Challenge —
Rewrite the material from its start through the line that contains "xmin=24 ymin=56 xmax=42 ymax=64", keeping every line of text, and shift each bounding-box coordinate by adding 58 to it. Leave the pictures out.

┏━━

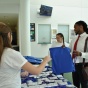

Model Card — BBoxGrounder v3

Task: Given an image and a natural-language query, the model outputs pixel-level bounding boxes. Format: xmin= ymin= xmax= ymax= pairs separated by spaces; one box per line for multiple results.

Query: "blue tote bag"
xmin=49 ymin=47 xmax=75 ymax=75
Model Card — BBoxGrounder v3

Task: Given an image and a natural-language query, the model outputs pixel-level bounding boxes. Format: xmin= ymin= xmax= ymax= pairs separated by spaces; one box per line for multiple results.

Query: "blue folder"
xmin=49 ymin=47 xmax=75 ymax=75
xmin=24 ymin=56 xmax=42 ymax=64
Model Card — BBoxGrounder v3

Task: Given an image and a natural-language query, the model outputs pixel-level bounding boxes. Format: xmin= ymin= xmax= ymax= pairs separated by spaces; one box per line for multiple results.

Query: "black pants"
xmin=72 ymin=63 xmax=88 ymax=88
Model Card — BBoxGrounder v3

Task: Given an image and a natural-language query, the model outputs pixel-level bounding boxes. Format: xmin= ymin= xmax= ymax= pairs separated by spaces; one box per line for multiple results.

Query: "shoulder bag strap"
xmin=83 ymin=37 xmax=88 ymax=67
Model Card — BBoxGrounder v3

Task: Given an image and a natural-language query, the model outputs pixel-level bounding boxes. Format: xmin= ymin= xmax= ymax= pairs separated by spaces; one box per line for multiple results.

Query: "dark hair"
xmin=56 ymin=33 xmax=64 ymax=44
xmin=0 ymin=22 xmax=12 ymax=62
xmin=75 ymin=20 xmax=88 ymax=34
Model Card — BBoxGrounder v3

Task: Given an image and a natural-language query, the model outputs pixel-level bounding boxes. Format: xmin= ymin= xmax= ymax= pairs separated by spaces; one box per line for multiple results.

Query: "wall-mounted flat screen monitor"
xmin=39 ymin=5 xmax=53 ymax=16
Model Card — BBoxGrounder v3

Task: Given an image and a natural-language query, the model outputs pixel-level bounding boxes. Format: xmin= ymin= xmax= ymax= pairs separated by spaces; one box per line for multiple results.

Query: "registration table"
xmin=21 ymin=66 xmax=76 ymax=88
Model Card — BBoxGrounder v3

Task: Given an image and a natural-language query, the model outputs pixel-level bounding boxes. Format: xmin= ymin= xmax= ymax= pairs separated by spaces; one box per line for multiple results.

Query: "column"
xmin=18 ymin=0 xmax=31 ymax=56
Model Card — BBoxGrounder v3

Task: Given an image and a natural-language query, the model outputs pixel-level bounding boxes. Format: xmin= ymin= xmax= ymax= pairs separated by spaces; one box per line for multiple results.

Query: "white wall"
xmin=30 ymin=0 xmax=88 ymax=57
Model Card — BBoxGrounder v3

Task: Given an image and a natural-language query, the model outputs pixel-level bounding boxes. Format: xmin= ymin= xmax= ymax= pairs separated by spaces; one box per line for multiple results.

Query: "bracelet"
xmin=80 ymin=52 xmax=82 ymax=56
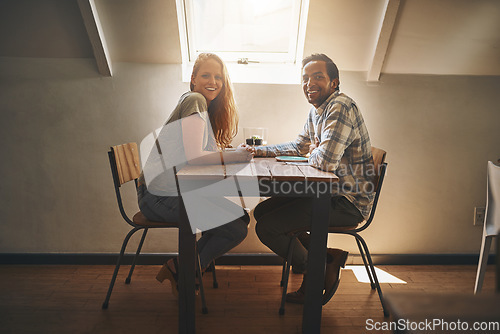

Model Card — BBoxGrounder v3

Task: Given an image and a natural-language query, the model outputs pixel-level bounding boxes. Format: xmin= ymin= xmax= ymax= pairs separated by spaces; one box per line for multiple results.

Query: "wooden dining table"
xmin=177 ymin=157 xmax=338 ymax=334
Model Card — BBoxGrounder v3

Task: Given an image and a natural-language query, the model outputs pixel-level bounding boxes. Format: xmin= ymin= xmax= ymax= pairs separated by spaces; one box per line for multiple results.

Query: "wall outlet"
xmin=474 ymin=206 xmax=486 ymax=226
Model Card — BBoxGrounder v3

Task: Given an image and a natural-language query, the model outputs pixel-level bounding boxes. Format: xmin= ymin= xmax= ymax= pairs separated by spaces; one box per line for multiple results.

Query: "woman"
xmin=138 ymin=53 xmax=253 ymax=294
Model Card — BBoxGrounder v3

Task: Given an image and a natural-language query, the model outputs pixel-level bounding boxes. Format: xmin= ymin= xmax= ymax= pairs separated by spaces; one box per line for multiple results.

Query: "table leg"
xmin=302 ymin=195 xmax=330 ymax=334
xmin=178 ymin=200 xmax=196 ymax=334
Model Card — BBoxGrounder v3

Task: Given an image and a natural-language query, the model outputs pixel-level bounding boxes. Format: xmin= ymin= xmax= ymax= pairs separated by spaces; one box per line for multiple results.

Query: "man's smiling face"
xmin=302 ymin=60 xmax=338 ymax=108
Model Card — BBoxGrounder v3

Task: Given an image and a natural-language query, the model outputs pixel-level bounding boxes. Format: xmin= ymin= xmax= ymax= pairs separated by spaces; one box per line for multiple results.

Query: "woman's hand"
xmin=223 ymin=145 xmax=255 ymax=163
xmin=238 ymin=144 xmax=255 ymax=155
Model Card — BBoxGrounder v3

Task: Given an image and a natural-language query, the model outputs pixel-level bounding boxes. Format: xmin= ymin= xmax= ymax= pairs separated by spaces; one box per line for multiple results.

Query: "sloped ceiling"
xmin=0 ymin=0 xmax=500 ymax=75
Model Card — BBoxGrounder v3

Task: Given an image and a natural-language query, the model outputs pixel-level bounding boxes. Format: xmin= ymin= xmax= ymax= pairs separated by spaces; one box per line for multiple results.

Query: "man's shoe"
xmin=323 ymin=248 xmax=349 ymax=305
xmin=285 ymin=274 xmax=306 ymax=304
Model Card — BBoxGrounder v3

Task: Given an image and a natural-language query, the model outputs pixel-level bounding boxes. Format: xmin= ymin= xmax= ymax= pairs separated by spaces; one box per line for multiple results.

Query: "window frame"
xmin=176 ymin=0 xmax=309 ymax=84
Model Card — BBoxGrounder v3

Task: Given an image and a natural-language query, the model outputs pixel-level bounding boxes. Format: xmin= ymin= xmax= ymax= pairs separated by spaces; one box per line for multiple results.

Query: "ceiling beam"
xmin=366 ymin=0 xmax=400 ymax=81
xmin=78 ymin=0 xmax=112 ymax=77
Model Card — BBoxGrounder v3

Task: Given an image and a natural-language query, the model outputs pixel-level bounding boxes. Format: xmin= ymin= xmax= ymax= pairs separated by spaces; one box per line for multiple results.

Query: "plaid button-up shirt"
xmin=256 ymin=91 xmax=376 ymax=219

┗━━

Task response —
Model Card — BBoxGrounder v3

Task: Given an image and a natural-language query, the model outputs pixel-level bounding boxes. Format: xmin= ymin= xmax= ymax= pairs separated by spaces; one box per line for multiple results.

Query: "blue tote bag"
xmin=107 ymin=105 xmax=133 ymax=133
Model Card — BBoxGrounder v3

Task: Given an image and a natural-language query, the model outputs pixel-level bounding boxes. Format: xmin= ymin= xmax= ymax= pairs separated by spaces; one box per line for multiple results.

Query: "blue folder"
xmin=107 ymin=105 xmax=133 ymax=133
xmin=82 ymin=114 xmax=100 ymax=122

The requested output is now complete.